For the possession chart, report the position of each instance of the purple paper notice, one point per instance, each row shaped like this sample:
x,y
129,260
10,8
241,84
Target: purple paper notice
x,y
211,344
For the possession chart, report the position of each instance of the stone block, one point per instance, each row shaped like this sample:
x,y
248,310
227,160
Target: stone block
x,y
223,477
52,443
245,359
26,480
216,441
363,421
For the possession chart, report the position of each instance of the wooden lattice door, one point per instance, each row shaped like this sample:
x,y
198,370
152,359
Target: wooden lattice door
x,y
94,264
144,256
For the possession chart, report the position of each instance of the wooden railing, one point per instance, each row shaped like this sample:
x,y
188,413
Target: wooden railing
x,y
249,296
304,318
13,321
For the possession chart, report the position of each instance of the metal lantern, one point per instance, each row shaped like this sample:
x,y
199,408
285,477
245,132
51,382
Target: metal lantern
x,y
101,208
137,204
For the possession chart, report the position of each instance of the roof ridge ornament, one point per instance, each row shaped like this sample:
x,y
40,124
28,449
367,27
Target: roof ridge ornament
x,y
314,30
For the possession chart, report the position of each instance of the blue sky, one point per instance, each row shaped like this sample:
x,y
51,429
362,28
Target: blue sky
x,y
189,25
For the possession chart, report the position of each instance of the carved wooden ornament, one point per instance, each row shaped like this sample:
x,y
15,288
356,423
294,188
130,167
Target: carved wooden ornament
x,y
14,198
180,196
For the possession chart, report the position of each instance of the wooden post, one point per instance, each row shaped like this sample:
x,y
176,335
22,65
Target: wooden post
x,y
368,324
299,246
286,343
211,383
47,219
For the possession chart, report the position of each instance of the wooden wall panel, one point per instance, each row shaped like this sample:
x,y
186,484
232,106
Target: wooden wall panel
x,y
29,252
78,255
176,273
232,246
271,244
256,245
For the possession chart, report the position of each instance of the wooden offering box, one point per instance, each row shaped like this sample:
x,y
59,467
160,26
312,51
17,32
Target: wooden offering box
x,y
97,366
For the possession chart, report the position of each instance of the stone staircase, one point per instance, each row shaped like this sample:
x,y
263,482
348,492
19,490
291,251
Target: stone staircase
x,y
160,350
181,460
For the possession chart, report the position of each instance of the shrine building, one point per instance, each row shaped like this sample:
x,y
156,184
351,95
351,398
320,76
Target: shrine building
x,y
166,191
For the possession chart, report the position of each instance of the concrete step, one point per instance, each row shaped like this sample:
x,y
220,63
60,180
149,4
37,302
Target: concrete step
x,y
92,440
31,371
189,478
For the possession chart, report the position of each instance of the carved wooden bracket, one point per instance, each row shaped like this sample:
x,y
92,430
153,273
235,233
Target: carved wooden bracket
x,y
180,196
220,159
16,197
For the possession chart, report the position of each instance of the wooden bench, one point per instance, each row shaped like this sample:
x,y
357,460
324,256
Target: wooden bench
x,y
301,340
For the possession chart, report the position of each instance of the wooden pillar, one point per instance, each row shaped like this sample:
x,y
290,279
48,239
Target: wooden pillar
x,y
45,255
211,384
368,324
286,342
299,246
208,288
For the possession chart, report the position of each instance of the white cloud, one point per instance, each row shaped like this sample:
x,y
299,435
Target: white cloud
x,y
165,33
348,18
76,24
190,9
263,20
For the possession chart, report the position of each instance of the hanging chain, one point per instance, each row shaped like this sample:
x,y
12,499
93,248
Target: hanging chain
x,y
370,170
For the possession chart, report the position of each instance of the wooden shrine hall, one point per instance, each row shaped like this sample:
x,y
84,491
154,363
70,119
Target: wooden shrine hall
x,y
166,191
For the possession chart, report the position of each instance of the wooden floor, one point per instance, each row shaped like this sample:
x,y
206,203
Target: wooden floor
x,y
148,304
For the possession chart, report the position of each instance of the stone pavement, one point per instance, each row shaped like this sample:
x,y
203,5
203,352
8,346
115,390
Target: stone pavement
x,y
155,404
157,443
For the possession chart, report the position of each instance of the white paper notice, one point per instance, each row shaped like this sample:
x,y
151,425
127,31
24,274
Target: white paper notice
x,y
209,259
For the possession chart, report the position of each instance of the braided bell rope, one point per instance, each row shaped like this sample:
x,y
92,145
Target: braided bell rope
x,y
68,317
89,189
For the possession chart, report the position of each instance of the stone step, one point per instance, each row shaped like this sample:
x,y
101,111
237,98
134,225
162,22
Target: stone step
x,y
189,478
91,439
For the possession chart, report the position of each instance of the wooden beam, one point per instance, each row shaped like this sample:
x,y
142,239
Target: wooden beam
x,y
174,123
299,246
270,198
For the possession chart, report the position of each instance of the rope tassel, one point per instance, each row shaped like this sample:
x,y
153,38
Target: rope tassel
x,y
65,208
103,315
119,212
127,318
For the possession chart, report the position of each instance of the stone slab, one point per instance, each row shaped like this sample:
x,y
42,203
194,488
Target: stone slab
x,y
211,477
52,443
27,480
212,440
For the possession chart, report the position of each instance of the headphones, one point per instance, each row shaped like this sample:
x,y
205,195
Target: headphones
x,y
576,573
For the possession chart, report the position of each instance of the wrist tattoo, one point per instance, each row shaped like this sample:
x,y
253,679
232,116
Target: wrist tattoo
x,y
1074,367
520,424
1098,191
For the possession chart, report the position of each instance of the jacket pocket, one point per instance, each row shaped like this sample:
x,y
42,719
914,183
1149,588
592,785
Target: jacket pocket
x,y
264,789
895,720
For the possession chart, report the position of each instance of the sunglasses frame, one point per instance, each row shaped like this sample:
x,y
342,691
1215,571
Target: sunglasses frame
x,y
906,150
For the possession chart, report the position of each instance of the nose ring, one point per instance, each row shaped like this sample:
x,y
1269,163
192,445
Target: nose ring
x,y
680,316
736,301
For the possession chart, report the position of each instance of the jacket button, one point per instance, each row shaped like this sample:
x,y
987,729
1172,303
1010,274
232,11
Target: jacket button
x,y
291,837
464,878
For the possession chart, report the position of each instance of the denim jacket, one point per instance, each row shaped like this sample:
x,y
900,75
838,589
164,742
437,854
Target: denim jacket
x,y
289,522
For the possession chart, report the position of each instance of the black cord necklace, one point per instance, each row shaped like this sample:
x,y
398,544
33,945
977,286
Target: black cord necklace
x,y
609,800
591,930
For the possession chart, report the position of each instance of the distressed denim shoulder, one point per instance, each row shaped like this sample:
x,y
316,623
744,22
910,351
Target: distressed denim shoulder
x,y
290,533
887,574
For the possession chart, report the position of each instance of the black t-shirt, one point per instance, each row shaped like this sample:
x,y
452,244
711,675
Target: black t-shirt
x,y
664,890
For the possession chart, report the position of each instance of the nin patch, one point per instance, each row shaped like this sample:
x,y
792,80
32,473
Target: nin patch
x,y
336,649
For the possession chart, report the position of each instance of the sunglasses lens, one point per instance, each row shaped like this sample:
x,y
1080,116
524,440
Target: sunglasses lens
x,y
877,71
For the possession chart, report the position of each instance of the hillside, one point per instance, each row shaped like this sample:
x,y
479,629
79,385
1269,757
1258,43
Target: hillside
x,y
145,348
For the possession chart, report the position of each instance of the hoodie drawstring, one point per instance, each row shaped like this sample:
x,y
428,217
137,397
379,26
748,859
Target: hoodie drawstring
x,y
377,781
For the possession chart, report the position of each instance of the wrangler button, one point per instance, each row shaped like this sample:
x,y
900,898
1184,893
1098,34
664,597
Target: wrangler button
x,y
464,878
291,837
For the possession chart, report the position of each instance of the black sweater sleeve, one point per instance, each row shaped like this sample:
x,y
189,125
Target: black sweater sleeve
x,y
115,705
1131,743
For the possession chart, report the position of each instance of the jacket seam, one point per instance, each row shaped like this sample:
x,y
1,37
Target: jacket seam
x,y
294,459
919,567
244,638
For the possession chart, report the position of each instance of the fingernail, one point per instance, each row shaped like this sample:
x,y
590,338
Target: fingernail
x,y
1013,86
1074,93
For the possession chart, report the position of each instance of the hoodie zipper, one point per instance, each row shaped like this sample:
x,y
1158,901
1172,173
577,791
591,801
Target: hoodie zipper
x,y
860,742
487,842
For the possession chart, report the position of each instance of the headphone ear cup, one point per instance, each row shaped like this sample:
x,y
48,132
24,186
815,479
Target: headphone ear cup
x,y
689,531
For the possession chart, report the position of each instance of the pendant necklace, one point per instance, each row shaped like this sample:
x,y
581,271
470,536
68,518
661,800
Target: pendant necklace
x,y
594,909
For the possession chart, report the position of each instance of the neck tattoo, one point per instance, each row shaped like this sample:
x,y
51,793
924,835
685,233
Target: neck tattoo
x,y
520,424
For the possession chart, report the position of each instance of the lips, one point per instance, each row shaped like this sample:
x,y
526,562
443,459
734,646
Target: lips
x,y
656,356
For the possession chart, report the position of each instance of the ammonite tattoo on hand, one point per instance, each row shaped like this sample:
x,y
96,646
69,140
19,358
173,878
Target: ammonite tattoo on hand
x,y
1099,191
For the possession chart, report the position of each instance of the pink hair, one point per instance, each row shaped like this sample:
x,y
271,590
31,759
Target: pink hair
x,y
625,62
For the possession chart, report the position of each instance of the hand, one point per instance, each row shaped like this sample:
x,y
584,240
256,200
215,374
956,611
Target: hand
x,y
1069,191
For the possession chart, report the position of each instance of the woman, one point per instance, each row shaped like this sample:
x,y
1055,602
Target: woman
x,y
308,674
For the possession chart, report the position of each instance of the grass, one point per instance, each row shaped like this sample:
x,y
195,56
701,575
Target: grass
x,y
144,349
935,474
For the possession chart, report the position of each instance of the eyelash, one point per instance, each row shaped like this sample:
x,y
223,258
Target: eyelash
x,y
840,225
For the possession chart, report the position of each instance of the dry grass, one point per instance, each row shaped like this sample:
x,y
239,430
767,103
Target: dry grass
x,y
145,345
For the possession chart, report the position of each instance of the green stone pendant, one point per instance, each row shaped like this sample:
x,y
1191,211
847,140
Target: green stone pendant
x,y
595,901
_ _ _ _ _ _ _
Przepisz bez żadnych zmian fragment powyższych rekordów od wiersza zawierającego „the eyelash, one” aż do końca rekordów, włącznie z tym pierwszym wierszem.

§ ODPOWIEDŹ
For the possession chart, report the position of each instance of the eyelash, one point per instance, each row shaped like this sample:
x,y
223,258
Target: eyelash
x,y
840,225
For the possession chart, report the position of each instance of the dry grass, one point per instance, each row shaped like this sample:
x,y
239,430
767,103
Target: dry grass
x,y
145,345
For the possession chart, report the position of each instance of the green stone pendant, one point per instance, each row shaped like this sample:
x,y
1191,211
847,140
Target: green stone pendant
x,y
595,901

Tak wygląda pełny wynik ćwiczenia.